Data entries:
========================================================================

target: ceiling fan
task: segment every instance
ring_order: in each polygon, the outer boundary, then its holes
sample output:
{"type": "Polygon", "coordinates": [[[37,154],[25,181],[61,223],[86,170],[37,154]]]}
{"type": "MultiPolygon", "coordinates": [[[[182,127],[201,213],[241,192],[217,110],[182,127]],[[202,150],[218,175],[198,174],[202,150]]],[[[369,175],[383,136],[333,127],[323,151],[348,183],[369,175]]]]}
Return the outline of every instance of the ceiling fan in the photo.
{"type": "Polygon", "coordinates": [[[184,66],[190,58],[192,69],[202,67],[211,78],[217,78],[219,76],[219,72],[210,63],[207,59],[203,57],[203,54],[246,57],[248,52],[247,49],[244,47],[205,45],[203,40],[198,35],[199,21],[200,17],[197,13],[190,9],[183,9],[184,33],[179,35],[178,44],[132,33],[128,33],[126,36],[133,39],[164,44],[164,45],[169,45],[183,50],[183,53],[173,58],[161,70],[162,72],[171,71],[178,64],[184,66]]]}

========================================================================

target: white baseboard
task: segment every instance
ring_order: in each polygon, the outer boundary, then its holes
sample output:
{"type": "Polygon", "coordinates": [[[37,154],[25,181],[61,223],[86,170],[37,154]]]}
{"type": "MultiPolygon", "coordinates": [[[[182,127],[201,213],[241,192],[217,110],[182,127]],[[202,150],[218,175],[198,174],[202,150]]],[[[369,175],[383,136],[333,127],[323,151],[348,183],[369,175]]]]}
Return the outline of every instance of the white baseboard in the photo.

========================================================================

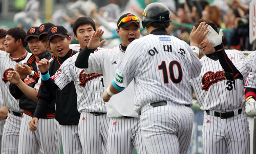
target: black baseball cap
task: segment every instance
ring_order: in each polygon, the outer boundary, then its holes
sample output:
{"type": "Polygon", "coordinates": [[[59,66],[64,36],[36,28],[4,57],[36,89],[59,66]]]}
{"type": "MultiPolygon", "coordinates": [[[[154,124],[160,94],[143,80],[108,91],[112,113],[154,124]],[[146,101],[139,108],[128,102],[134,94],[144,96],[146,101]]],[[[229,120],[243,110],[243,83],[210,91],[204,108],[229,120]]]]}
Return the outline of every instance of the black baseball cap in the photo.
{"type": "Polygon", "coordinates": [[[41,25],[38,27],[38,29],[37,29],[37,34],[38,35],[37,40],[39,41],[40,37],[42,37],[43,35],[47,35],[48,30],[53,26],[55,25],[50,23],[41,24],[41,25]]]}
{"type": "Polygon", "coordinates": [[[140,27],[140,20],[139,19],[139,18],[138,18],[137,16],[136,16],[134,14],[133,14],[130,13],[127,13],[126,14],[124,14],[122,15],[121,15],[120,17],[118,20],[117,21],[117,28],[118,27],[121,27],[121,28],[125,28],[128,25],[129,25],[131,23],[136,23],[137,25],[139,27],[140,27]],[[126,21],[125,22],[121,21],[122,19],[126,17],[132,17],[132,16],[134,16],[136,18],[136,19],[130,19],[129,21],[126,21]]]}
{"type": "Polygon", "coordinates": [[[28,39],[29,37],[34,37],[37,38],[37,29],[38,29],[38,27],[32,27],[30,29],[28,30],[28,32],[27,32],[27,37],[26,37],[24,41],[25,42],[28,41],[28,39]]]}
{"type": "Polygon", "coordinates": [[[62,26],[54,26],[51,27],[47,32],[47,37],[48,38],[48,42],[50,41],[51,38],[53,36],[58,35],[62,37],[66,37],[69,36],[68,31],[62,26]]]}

========================================================================

Rewrite the part that opens with the line containing "target: ceiling fan" and closes with the line containing "Return the outline of every instance of the ceiling", replacing "ceiling fan" with "floor lamp" and keeping everything else the same. Give only those lines.

COMPLETE ANSWER:
target: floor lamp
task: segment every instance
ring_order: in each polygon, the outer boundary, then its holes
sample output:
{"type": "Polygon", "coordinates": [[[37,154],[25,181],[61,223],[86,170],[37,154]]]}
{"type": "MultiPolygon", "coordinates": [[[[182,127],[201,213],[241,192],[217,110],[182,127]],[[202,150],[218,175],[198,174],[202,150]]],[[[369,175],[383,136],[333,127],[323,151],[348,183],[369,175]]]]}
Return the outline of every instance of the floor lamp in the photo.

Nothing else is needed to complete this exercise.